• _Source text_
:::

Again and again, Hong does something that should not still feel revolutionary, but does: when she speaks about the Asian American experience, she presents it as the experience of a community of color, among other communities of color.
In doing so, Hong reaches for solidarity, without ignoring the sources of shame between Asian Americans and other communities of color. (In K-town,” she writes, “Koreans worked in the front and Mexicans worked in the back.”) Hong also covers the 1992 LA riots, which were prompted by two unjust verdicts: the acquittal of white officers who chased, tased, kicked, and beat Rodney King; and Soon Ja Du’s sentence of five years’ probation and community service for murdering the Black 15-year-old Latasha Harlins. Hong is direct: “I am ashamed of the anti-Blackness in that Korean community, which is why I must constantly emphasize that Asians are both victims and perpetrators of racism. But even that description of victimization and incriminalization is overly simplistic.”
Acknowledging anti-Blackness, as well as inequity within and among communities of color, is only one step. Hong also acknowledges the need for a realignment, and for an allyship that supports and fights for Black lives, Indigenous lives, and all communities of color. For so long, Hong writes, “Asian Americans have yet to truly reckon with where we stand in the capitalist white-supremacist hierarchy of this country.” And as a “model minority,” many Asian Americans believe that race “has no bearing on their lives, that it doesn’t ‘come up.’” But Hong reminds us “the status of [a] model minority can change.”

:::

• _Work instruction 1_
Please summarize the excerpt about Hong in two sentences.
• _Work instruction 2_
Reproduce the excerpt about Hong word for word, starting at "Again and again, Hong" and ending at "among other communities of color.".
Use only the excerpt about Hong for these tasks.

:::

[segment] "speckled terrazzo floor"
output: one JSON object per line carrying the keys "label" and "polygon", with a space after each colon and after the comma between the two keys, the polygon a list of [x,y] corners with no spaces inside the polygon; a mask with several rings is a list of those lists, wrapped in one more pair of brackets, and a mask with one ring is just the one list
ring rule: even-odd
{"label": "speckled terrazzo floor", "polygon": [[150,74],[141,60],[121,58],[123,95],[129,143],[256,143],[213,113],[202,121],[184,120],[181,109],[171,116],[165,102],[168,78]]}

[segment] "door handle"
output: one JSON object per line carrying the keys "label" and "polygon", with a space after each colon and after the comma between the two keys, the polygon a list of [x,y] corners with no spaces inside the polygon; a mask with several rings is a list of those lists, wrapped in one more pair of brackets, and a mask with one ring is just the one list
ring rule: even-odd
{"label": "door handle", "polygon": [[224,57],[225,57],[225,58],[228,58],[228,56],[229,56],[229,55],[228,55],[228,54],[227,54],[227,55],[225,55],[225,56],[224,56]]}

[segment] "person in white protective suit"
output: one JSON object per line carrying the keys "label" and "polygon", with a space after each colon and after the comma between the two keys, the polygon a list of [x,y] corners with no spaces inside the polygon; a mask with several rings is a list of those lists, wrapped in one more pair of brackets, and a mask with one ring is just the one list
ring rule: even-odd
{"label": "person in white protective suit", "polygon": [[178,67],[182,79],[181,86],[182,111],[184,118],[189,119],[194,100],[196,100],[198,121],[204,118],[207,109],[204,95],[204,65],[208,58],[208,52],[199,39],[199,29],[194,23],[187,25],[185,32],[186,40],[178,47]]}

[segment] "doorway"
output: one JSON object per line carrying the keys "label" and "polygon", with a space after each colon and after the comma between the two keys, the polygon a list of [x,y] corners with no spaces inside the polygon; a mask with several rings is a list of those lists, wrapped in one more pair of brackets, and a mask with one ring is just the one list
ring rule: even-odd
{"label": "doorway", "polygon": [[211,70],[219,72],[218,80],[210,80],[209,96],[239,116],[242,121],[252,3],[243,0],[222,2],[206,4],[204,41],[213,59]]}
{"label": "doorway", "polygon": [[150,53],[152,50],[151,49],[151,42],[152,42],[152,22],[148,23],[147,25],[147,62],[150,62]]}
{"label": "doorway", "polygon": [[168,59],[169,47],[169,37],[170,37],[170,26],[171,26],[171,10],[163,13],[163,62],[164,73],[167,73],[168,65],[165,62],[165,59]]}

:::

• _Expected answer 1_
Hong presents the Asian American experience as that of one community of color among others, reaching for solidarity while still naming sources of shame, including the anti-Blackness in the Korean community that she addresses in covering the 1992 LA riots. She also calls for a realignment and an allyship that supports Black lives, Indigenous lives, and all communities of color, and she warns that Asian Americans have yet to reckon with where they stand in the country's hierarchy and that model minority status can change.

• _Expected answer 2_
Again and again, Hong does something that should not still feel revolutionary, but does: when she speaks about the Asian American experience, she presents it as the experience of a community of color, among other communities of color.